§ **What is expected**: Copy all of the following records line for line, leaving out the pictures.

§ **Data section**:

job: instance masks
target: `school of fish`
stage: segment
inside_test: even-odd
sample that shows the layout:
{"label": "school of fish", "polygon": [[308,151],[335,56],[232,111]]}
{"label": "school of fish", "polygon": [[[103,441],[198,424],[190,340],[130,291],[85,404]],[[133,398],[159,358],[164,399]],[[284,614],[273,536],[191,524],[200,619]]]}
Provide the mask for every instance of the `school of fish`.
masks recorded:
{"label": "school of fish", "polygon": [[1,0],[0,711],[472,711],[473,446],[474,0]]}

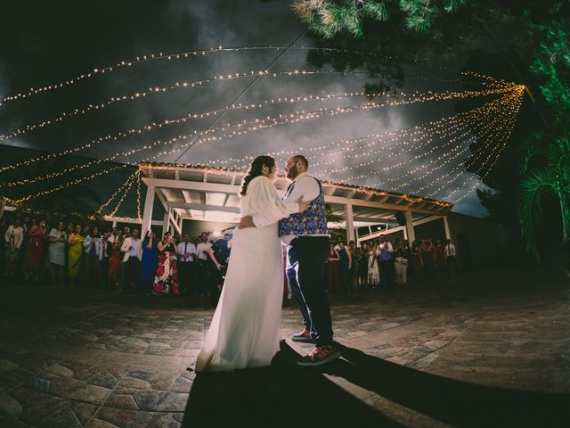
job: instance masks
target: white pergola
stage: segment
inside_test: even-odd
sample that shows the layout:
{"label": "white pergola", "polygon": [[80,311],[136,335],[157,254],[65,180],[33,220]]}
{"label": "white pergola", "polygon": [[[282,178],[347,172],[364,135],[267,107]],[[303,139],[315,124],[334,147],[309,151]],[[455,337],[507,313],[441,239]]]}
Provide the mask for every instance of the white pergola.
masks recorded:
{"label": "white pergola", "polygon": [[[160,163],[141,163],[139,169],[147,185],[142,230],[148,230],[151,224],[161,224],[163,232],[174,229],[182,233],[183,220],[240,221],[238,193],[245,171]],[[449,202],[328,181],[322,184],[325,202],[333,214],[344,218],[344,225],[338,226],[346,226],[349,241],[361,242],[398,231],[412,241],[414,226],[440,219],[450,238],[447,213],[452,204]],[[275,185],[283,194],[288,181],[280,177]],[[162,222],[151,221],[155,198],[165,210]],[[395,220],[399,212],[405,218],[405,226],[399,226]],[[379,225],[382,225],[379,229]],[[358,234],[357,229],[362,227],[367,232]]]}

§ **Worked answer**:
job: instance masks
target: `school of fish`
stage: segment
inside_test: even-odd
sample that shows the layout:
{"label": "school of fish", "polygon": [[308,151],[335,56],[232,111]]}
{"label": "school of fish", "polygon": [[[103,441],[198,424],[190,340],[130,291],[85,404]],[[133,398],[159,358],[164,399]],[[284,614],[273,536],[191,524],[200,619]]]}
Provide the mask for every instance of the `school of fish`.
masks recorded:
{"label": "school of fish", "polygon": [[1,0],[0,711],[472,711],[473,446],[474,0]]}

job: instance masks
target: white pergola
stage: segment
inside_test: even-odd
sample that shows the layout:
{"label": "white pergola", "polygon": [[80,311],[136,335],[157,254],[65,180],[33,220]]}
{"label": "white pergola", "polygon": [[[282,178],[347,172],[364,135],[267,107]],[[303,139],[315,124],[334,147],[309,151]],[[455,337],[507,313],[441,239]]]}
Provide the mask for every instance of the white pergola.
masks recorded:
{"label": "white pergola", "polygon": [[[160,163],[141,163],[139,169],[147,185],[142,230],[148,230],[151,224],[161,224],[163,232],[174,229],[182,233],[183,220],[240,221],[238,193],[245,171]],[[449,202],[328,181],[322,184],[325,202],[333,214],[344,218],[344,225],[338,226],[346,226],[349,241],[361,242],[398,231],[412,241],[414,226],[440,219],[450,238],[447,213],[452,204]],[[275,185],[283,194],[288,181],[280,177]],[[162,222],[151,221],[155,198],[165,210]],[[395,220],[399,212],[405,218],[405,226],[399,226]],[[379,225],[382,225],[379,229]],[[358,234],[357,229],[362,227],[367,232]]]}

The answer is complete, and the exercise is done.